** Opening Provided passage block **

- Born: Robert Lyle Morris July 9, 1942 Canonsburg, Pennsylvania
- Died: August 12, 2004 (aged 62) Edinburgh, Scotland
- Education: Duke University
- Scientific career
- Fields: Psychology Parapsychology
- Workplaces: University of Edinburgh
- Doctoral students: Richard Wiseman Caroline Watt

= Robert L. Morris =

American parapsychologist

Robert Lyle Morris (July 9, 1942, in Canonsburg, Pennsylvania - August 12, 2004, in Edinburgh, Scotland) was an American psychologist, parapsychologist and professor at the University of Edinburgh, where he was the first holder of the Koestler Chair of Parapsychology at the Koestler Parapsychology Unit.

==Education==
Morris received his doctorate from Duke University.

** Closing Provided passage block **
** Opening Listed records block **

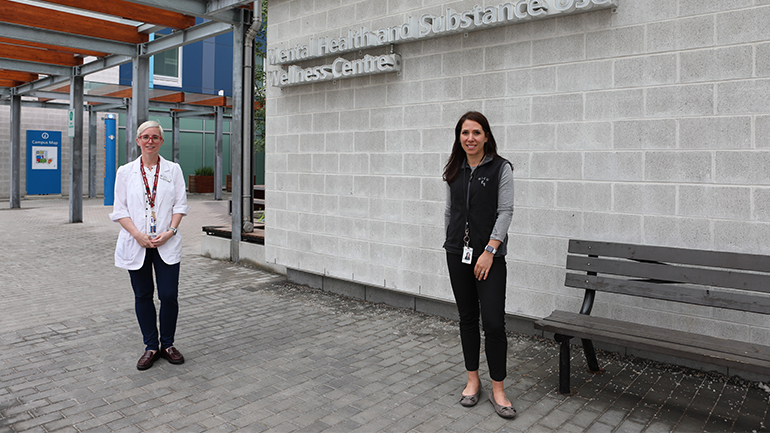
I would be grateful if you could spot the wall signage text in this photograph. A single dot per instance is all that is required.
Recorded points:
(429, 26)
(340, 68)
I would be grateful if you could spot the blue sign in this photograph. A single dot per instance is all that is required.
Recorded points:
(43, 162)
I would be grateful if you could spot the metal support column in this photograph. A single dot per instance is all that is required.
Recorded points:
(218, 131)
(175, 137)
(92, 118)
(15, 151)
(236, 141)
(131, 148)
(76, 150)
(140, 97)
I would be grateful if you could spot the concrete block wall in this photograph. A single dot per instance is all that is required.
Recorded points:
(53, 120)
(646, 124)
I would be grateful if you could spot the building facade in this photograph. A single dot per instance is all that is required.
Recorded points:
(642, 121)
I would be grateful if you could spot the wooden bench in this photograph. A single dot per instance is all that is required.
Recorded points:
(719, 280)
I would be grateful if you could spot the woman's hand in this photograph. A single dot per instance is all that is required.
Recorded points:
(483, 265)
(145, 241)
(161, 238)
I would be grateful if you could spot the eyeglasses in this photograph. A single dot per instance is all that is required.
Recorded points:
(150, 137)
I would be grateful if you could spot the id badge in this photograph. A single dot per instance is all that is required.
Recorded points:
(153, 228)
(467, 255)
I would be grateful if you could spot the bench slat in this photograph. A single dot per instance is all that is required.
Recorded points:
(741, 261)
(746, 356)
(677, 274)
(668, 292)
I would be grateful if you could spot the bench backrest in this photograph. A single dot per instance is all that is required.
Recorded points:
(711, 278)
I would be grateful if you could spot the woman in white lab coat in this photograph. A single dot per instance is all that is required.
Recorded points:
(150, 201)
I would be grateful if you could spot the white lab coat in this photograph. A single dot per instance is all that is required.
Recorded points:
(131, 201)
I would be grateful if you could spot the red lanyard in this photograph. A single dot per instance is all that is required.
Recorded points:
(150, 197)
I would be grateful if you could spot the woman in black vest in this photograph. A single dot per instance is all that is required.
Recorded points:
(478, 212)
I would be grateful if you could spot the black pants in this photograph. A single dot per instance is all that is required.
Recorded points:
(488, 296)
(167, 277)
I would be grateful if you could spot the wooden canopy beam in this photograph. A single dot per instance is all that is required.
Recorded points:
(53, 47)
(132, 11)
(39, 55)
(18, 76)
(10, 83)
(34, 16)
(175, 97)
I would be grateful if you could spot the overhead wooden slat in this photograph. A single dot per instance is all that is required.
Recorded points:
(18, 76)
(171, 97)
(10, 83)
(38, 55)
(216, 101)
(53, 47)
(33, 16)
(132, 11)
(123, 93)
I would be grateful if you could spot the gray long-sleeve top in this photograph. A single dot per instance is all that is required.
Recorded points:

** Closing Listed records block **

### Requirement 1
In the Robert L. Morris biography, which chair was Morris the first to hold at the University of Edinburgh?
### Requirement 2
Render this sentence from the Robert L. Morris biography in Spanish: "Morris received his doctorate from Duke University."
### Requirement 3
Quote the Robert L. Morris biography between "Robert Lyle Morris (July" and "from Duke University.", inclusive.
The lines are separate material and have no connection to the Robert L. Morris biography.

### Exercise answer 1
The Koestler Chair of Parapsychology.

### Exercise answer 2
Morris obtuvo su doctorado en la Universidad de Duke.

### Exercise answer 3
Robert Lyle Morris (July 9, 1942, in Canonsburg, Pennsylvania - August 12, 2004, in Edinburgh, Scotland) was an American psychologist, parapsychologist and professor at the University of Edinburgh, where he was the first holder of the Koestler Chair of Parapsychology at the Koestler Parapsychology Unit.

==Education==
Morris received his doctorate from Duke University.